═════ Data shown ═════
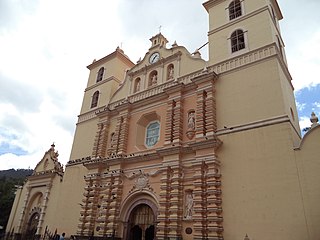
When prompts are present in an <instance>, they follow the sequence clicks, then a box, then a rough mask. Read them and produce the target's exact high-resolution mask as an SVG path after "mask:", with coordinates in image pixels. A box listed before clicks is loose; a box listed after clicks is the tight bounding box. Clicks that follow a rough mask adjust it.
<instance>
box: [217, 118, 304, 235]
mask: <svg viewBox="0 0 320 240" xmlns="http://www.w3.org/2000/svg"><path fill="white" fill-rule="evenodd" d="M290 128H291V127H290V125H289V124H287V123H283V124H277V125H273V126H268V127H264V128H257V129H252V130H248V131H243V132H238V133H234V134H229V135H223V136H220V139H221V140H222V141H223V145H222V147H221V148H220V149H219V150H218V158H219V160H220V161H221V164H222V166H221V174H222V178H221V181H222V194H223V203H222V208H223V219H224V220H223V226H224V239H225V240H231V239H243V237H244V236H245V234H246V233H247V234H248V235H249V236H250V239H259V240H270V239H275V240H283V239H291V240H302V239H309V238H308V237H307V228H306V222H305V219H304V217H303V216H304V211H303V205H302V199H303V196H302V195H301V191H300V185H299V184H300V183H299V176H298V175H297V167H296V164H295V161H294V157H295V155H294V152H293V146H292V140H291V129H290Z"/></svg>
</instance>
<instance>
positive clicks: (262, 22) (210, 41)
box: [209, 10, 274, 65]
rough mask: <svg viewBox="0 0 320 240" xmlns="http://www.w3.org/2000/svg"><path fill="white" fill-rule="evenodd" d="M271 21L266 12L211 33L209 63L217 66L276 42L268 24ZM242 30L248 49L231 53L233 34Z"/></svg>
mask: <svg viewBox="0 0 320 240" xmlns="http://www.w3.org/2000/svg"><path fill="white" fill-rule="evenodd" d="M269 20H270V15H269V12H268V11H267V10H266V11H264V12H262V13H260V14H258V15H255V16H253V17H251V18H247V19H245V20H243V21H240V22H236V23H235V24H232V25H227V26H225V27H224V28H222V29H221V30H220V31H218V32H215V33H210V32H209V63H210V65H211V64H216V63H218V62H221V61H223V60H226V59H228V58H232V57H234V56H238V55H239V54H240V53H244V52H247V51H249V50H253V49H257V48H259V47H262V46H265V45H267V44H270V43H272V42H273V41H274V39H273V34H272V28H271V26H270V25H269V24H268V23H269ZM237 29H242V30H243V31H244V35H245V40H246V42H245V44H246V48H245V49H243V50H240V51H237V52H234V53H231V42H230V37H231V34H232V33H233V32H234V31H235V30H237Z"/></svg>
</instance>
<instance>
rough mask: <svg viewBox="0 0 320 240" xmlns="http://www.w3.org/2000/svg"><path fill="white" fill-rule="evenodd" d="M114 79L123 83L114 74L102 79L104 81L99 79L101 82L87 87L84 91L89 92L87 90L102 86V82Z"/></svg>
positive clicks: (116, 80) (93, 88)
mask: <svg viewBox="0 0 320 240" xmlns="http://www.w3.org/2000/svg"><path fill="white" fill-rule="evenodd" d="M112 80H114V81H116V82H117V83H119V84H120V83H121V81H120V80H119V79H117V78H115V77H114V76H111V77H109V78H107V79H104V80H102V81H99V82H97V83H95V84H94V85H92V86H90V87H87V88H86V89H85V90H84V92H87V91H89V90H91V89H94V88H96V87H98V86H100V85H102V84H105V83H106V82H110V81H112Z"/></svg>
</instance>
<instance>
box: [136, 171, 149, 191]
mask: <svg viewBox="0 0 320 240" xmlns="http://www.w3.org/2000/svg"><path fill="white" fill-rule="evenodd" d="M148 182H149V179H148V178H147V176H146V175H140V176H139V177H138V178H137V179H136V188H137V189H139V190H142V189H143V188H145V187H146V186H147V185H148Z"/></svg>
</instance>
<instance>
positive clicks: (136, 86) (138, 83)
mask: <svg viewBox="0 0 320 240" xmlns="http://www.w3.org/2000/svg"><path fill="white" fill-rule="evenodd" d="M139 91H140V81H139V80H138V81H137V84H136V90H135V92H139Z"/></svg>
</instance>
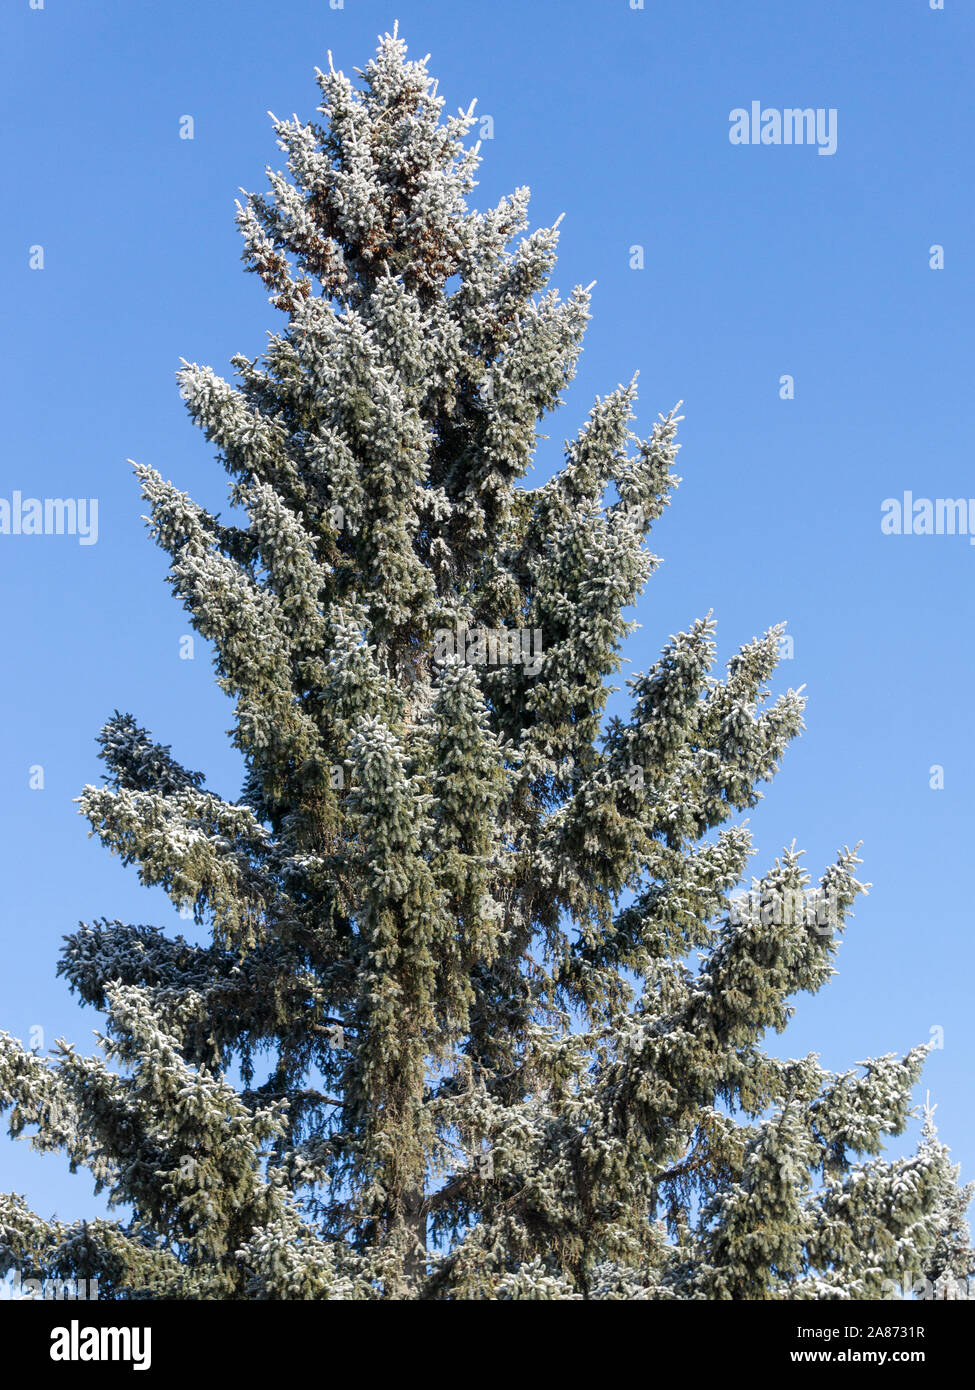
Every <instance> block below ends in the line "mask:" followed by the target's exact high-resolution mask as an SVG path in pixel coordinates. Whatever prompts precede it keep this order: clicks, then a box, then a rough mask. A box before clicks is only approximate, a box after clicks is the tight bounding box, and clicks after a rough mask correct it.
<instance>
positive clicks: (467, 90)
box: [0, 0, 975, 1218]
═════
#### Task directions:
Output each record above exactly as written. Skip any pictures.

#### Answer area:
When prompts are present in an <instance>, they follow the sequence clicks, then a box, then a rough mask. Read them and produce the target's exact high-resolution mask as an SVG path after "mask:", with coordinates in image pixels. A box listed before clicks is loose; a box listed after clicks is the tight bounding box. Clicks that follow a rough mask adjust it.
<instance>
box: [217, 118, 304, 235]
mask: <svg viewBox="0 0 320 240" xmlns="http://www.w3.org/2000/svg"><path fill="white" fill-rule="evenodd" d="M290 128H291V127H290V125H289V124H287V123H283V124H277V125H273V126H268V127H264V128H257V129H252V130H248V131H243V132H238V133H234V134H229V135H223V136H220V139H221V140H222V141H223V145H222V147H221V148H220V149H219V150H218V158H219V160H220V161H221V164H222V166H221V174H222V178H221V181H222V194H223V203H222V208H223V219H224V220H223V226H224V239H225V240H231V239H243V237H244V236H245V234H246V233H247V234H248V235H249V236H250V239H259V240H270V239H275V240H283V239H291V240H302V239H309V238H308V237H307V228H306V222H305V219H304V217H303V216H304V211H303V205H302V199H303V196H302V195H301V191H300V185H299V184H300V183H299V176H298V175H297V167H296V164H295V161H294V157H295V155H294V152H293V146H292V140H291V129H290Z"/></svg>
</instance>
<instance>
positive clicks: (262, 22) (210, 41)
box: [209, 10, 274, 65]
rough mask: <svg viewBox="0 0 320 240" xmlns="http://www.w3.org/2000/svg"><path fill="white" fill-rule="evenodd" d="M271 21L266 12L211 33L209 63L217 66L276 42L268 24ZM242 30L248 49L231 53L233 34Z"/></svg>
mask: <svg viewBox="0 0 320 240" xmlns="http://www.w3.org/2000/svg"><path fill="white" fill-rule="evenodd" d="M269 20H270V15H269V12H268V11H267V10H266V11H264V12H262V13H260V14H258V15H255V16H253V17H251V18H247V19H245V20H243V21H240V22H236V23H235V24H232V25H227V26H225V27H224V28H222V29H221V30H220V31H218V32H215V33H210V32H209V63H210V65H211V64H216V63H218V62H221V61H223V60H226V59H228V58H232V57H234V56H238V55H239V54H240V53H244V52H247V51H249V50H253V49H257V48H259V47H262V46H265V45H267V44H270V43H272V42H273V41H274V39H273V34H272V28H271V26H270V25H269V24H268V23H269ZM237 29H242V30H243V31H244V35H245V40H246V42H245V44H246V48H245V49H243V50H240V51H237V52H234V53H231V42H230V37H231V34H232V33H233V32H234V31H235V30H237Z"/></svg>
</instance>
<instance>
rough mask: <svg viewBox="0 0 320 240" xmlns="http://www.w3.org/2000/svg"><path fill="white" fill-rule="evenodd" d="M114 79L123 83L114 74L102 79L104 81L99 79L101 82L87 87L84 91L89 92L87 90L102 86V82Z"/></svg>
positive clicks: (116, 80) (93, 88)
mask: <svg viewBox="0 0 320 240" xmlns="http://www.w3.org/2000/svg"><path fill="white" fill-rule="evenodd" d="M112 80H114V81H116V82H117V83H119V84H120V83H121V81H120V80H119V79H117V78H115V77H114V76H111V77H109V78H107V79H104V80H102V81H99V82H97V83H95V84H94V85H92V86H90V87H87V88H86V89H85V90H84V92H87V91H89V90H91V89H94V88H96V87H98V86H100V85H102V84H105V83H106V82H110V81H112Z"/></svg>
</instance>
<instance>
box: [136, 171, 149, 191]
mask: <svg viewBox="0 0 320 240" xmlns="http://www.w3.org/2000/svg"><path fill="white" fill-rule="evenodd" d="M148 182H149V179H148V178H147V176H146V175H140V176H139V177H138V178H137V179H136V188H137V189H139V190H142V189H143V188H145V187H146V186H147V185H148Z"/></svg>
</instance>
<instance>
positive clicks: (136, 86) (138, 83)
mask: <svg viewBox="0 0 320 240" xmlns="http://www.w3.org/2000/svg"><path fill="white" fill-rule="evenodd" d="M139 91H140V81H139V80H138V81H137V84H136V90H135V92H139Z"/></svg>
</instance>
Every <instance> block below ends in the line "mask:" followed by the target's exact high-resolution mask as an SVG path in pixel coordinates. Whatever prompts precede it keep this order: clicks, then a box, then a rough mask. A box before clicks is only approximate, a box after clicks is the tight bounding box, and clicks after a rough mask correct it.
<instance>
positive clicks: (467, 90)
box: [0, 0, 975, 1218]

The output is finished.